Exercise:
A word-for-word transcription of the whole listing is required.

Entries provided:
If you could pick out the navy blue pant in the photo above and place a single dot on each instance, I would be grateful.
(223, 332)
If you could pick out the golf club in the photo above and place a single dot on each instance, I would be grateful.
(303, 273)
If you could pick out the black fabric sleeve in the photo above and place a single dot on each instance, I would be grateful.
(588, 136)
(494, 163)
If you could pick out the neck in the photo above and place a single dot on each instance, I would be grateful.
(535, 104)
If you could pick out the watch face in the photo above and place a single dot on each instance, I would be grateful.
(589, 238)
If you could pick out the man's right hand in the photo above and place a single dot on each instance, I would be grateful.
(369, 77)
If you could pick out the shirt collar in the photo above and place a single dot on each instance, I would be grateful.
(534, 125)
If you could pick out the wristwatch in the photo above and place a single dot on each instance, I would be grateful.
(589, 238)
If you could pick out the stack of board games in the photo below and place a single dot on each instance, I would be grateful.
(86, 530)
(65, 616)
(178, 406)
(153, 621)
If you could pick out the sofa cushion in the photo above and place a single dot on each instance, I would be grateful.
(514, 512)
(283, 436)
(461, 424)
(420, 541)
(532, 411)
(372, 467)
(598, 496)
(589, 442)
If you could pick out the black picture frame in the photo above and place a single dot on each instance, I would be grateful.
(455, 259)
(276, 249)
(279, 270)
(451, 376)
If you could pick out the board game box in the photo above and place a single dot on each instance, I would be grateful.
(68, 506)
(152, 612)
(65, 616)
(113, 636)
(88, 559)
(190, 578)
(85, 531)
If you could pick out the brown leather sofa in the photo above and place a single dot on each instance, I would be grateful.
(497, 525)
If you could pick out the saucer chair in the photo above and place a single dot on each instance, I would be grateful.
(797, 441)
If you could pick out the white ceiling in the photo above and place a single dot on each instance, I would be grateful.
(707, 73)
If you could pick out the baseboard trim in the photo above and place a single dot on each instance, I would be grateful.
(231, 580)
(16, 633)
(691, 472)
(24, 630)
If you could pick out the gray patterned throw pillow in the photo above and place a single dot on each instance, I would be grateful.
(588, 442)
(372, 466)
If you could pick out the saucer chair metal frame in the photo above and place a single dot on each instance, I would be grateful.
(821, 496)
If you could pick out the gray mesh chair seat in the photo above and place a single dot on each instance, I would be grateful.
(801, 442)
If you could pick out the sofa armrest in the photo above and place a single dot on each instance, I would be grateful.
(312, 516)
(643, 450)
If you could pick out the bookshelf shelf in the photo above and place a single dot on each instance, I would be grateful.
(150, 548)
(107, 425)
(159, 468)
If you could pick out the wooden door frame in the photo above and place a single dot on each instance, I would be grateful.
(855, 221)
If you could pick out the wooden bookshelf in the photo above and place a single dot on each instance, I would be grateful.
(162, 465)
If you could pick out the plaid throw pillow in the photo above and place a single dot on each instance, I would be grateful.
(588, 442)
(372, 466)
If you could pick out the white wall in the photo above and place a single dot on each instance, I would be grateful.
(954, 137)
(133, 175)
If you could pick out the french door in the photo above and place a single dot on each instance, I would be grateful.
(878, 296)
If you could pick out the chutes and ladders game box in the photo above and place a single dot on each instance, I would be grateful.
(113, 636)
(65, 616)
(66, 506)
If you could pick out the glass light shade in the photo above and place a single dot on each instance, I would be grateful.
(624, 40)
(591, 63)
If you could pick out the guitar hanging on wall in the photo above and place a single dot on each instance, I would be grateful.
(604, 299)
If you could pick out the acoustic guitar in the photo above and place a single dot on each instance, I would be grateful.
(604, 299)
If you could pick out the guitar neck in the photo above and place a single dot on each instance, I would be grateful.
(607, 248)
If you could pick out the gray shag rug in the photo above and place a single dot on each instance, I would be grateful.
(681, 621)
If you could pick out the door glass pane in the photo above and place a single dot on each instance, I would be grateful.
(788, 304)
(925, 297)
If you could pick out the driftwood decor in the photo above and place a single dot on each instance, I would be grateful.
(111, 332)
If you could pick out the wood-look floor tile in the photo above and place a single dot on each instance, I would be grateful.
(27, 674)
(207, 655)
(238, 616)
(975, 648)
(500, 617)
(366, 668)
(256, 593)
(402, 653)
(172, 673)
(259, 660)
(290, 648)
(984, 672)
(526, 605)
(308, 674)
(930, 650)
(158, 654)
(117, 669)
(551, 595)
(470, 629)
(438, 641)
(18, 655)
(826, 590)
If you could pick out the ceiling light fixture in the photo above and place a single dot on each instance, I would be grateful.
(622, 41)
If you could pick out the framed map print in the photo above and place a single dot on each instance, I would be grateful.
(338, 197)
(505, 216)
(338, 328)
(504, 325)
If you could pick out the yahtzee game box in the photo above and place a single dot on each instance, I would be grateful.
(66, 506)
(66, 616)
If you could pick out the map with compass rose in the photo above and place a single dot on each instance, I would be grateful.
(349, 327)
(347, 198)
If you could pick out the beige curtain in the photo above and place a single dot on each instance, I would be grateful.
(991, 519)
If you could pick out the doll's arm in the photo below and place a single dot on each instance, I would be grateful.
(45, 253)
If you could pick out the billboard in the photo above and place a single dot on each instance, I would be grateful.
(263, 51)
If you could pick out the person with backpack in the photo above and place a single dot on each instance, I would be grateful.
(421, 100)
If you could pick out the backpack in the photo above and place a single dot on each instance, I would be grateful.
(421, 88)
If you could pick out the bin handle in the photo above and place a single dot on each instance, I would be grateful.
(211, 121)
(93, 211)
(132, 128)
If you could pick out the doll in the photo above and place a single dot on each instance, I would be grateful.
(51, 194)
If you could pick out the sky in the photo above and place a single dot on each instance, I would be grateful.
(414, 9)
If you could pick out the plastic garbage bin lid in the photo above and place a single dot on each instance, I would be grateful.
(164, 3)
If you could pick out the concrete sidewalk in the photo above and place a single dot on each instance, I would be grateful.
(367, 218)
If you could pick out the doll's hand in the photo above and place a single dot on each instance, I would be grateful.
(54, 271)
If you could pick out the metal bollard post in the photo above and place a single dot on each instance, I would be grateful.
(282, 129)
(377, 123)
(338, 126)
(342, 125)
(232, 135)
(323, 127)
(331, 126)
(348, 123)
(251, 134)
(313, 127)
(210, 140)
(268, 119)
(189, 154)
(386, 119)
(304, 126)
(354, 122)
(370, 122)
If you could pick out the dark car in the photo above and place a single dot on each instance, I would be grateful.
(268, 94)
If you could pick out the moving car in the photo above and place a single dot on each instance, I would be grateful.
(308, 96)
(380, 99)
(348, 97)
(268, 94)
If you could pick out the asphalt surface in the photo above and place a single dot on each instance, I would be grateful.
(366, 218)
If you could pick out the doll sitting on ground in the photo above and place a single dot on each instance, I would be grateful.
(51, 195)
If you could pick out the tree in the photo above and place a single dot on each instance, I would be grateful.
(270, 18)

Result:
If you could pick out the navy blue pant in the photo above and place a single dot on each instance, I would be grateful.
(223, 332)
If you could pick out the golf club in the photo above and place a single dot on each instance, I would be grateful.
(303, 273)
If you could pick out the black fabric sleeve in the photo above and place a single dot on each instance, I would be grateful.
(588, 136)
(494, 163)
If you could pick out the neck in the photo above and place a single dot on each instance, I would be grateful.
(535, 104)
If you could pick out the watch face in the photo above and place a single dot on each instance, I would be grateful.
(589, 238)
If you could pick out the man's right hand in the photo above and place a single dot on each instance, I would be grateful.
(369, 77)
If you could pick out the shirt collar in the photo above and place a single dot on each instance, I would be grateful.
(534, 125)
If you could pick out the wristwatch in the photo above and place a single dot on each instance, I would be grateful.
(589, 238)
If you could pick out the stack of board games in the photo below and place a single dot on each instance, I would be grateful.
(86, 530)
(65, 616)
(178, 406)
(153, 621)
If you could pick out the sofa cushion in the photo above and place a single dot on each instance, I would be grateful.
(514, 512)
(283, 436)
(461, 424)
(420, 541)
(532, 411)
(372, 467)
(598, 496)
(589, 442)
If you could pick out the black picture frame in the photo above and place a single dot on each instance, I would be grateful.
(455, 259)
(276, 249)
(279, 270)
(451, 376)
If you could pick out the board game box in the photo above and place a single dot on each instance, I would be grateful.
(68, 506)
(152, 612)
(65, 616)
(113, 636)
(88, 559)
(190, 578)
(85, 531)
If you could pick out the brown leather sofa in the photo above and place a single dot on each instance, I would be grateful.
(497, 525)
If you could pick out the saucer chair in the photo above and place a single dot on each instance, I would be grateful.
(797, 441)
If you could pick out the white ceiling in the photo above and place a single dot on each instance, I would be grateful.
(707, 73)
If you could pick out the baseboard trim in the photo above and place a single dot on each instance, I would be grateful.
(231, 580)
(16, 633)
(691, 472)
(24, 630)
If you could pick out the gray patterned throw pillow in the photo above and place a single dot on each instance, I would be grateful.
(588, 442)
(372, 466)
If you could pick out the saucer chair metal frame in the photo above and place a single dot on each instance, I would be grateful.
(821, 496)
If you could pick out the gray mesh chair seat in the photo above and place a single dot on each instance, I would be grateful.
(801, 442)
If you could pick out the sofa armrest in the photo above and place a single dot on each instance, I would be grateful.
(312, 516)
(643, 450)
If you could pick out the bookshelf shelf in the photo above and place a single dot on each instance, I would be grateful.
(150, 548)
(107, 425)
(159, 468)
If you could pick out the wooden door frame in the photo above and place a single dot on each instance, I would be grateful.
(855, 221)
If you could pick out the wooden bookshelf in the photo above and place a single dot on each instance, I would be grateful.
(162, 465)
If you could pick out the plaid throw pillow in the photo above and place a single dot on each instance, I would be grateful.
(588, 442)
(372, 466)
If you could pick out the white wall in the photo above and place a single dot on each instance, I would be grateful.
(954, 137)
(133, 175)
If you could pick out the french door in the photo above and place a single dot on each instance, I would be grateful.
(878, 296)
If you could pick out the chutes and ladders game box in the photo above and place a single dot on each instance, I would be grateful.
(113, 636)
(65, 616)
(66, 506)
If you could pick out the glass light shade in the photo above and place a single dot on each instance, I would be grateful.
(624, 40)
(591, 63)
If you could pick out the guitar hanging on wall in the photo above and place a single dot on each instance, I would be grateful.
(604, 299)
If you could pick out the acoustic guitar in the photo above and place a single dot on each instance, I would be grateful.
(604, 299)
If you could pick out the guitar neck in the photo above and place a single dot on each instance, I would be grateful.
(607, 248)
If you could pick out the gray shag rug in the photo above and place a single dot on each instance, I would be grateful.
(681, 621)
If you could pick out the door glass pane in the photo above and place a single dot on each instance, I would be grateful.
(788, 304)
(925, 297)
If you could pick out the driftwood decor in the photo above and place a single dot on each instance, I would be grateful.
(111, 332)
If you could pick out the wood-look floor tile in the photo above and place a single dot on each instance, I would be grateful.
(27, 674)
(207, 655)
(238, 616)
(975, 648)
(500, 617)
(366, 668)
(256, 593)
(402, 653)
(172, 673)
(259, 660)
(290, 648)
(984, 672)
(526, 605)
(308, 674)
(930, 650)
(158, 654)
(117, 669)
(551, 595)
(470, 629)
(438, 641)
(18, 655)
(826, 590)
If you could pick out the ceiling light fixture in the photo above and place a single dot on each instance, I would be grateful.
(622, 41)
If you could pick out the framed map print in the photo above and place a single dot on each instance, I would be grateful.
(338, 197)
(505, 216)
(338, 328)
(504, 325)
If you could pick out the yahtzee game box in the photo above and place a single dot on each instance, I would be grateful.
(66, 506)
(66, 616)
If you could pick out the map with compass rose in the photo above and place a single dot on each instance, I would be grateful.
(349, 327)
(347, 198)
If you could pick out the beige curtain in the photo above and place a single dot on each instance, I would be grateful.
(991, 519)
If you could pick out the doll's arm in the photo below and place a single dot on each instance, I would be grateful.
(45, 253)
If you could pick out the billboard in the photo above and place a single dot on each instance, I would be grateful.
(263, 51)
If you could pick out the person with backpack in the photo above and place a single dot on each instance, I would be grateful.
(421, 100)
If you could pick out the backpack in the photo above and place a single dot on each instance, I would be grateful.
(421, 88)
If you could pick out the bin handle in the photo above and place a single dot on each instance, I would be grateful.
(211, 121)
(93, 211)
(132, 128)
If you could pick out the doll in the photo above and place a single dot on each instance, I would be grateful.
(51, 194)
If you could pick out the sky in the photo above and place a single dot on each instance, I would be grateful.
(414, 9)
If you could pick out the plastic garbage bin lid in the photo above and place a single dot on each instance, I would be grateful.
(164, 3)
If you could pick out the concrete sidewalk in the photo above and place a single dot on each instance, I would be grateful.
(367, 218)
If you could pick out the doll's hand in the photo above and place a single dot on each instance, I would be grateful.
(54, 271)
If you could pick out the metal bollard post in the photo above and place a single dot on each instance, I would be grateful.
(282, 129)
(377, 123)
(338, 126)
(342, 125)
(232, 135)
(323, 127)
(331, 126)
(348, 123)
(251, 134)
(313, 127)
(210, 140)
(268, 119)
(189, 154)
(386, 119)
(304, 126)
(354, 122)
(370, 122)
If you could pick out the dark car in the photo above and place a single dot on each instance, I would be grateful.
(268, 94)
If you could pick out the moving car in the photo above and place a single dot on each instance, I would be grateful.
(308, 96)
(380, 99)
(348, 97)
(268, 94)
If you could pick out the asphalt surface in the photo above and place a single dot on each instance, I would be grateful.
(366, 218)
If you could pick out the doll sitting on ground in the photo above and place a single dot on each instance, I would be grateful.
(51, 195)
If you could pick out the tree in the photo above and place a single dot on each instance, I would be grateful.
(270, 18)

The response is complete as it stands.